BEGIN Extracted records
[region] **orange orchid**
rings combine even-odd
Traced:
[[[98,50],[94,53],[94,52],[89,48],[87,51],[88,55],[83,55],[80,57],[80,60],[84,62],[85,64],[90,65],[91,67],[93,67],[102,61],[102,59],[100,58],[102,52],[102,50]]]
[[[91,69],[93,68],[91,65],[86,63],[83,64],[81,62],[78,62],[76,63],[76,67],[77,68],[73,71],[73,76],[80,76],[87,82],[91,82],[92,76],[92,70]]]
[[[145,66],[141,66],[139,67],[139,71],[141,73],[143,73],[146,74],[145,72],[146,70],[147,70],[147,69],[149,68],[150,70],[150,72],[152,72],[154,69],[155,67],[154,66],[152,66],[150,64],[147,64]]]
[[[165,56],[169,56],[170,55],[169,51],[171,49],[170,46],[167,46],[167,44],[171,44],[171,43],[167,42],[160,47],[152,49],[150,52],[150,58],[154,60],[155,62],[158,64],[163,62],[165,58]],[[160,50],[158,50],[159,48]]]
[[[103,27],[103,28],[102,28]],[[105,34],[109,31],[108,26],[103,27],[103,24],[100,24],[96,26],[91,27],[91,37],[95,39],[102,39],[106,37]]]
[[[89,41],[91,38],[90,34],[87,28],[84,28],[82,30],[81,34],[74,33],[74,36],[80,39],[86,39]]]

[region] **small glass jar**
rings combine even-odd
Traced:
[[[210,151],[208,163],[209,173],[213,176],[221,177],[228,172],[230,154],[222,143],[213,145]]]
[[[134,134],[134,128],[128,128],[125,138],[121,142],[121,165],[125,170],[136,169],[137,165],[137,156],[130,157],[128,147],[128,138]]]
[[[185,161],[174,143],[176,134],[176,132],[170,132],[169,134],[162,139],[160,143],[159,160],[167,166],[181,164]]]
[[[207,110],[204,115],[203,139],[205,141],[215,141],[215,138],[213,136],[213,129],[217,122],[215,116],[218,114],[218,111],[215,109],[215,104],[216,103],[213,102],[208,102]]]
END Extracted records
Exercise prompt:
Copy exactly, word for word, the line with "[region] **small glass jar**" through the final line of the listing.

Answer to this exercise:
[region] **small glass jar**
rings combine even-odd
Traced:
[[[210,151],[208,163],[209,173],[213,176],[221,177],[228,172],[230,154],[222,143],[213,145]]]
[[[134,134],[134,128],[128,128],[125,138],[121,142],[121,165],[125,170],[136,169],[137,165],[137,156],[130,157],[128,147],[128,138]]]
[[[185,161],[174,143],[176,134],[176,132],[170,132],[169,134],[162,139],[160,143],[159,160],[167,166],[181,164]]]
[[[207,110],[204,115],[203,139],[205,141],[215,141],[215,138],[213,136],[213,129],[217,122],[215,116],[218,114],[218,111],[215,109],[215,104],[216,103],[213,102],[208,102]]]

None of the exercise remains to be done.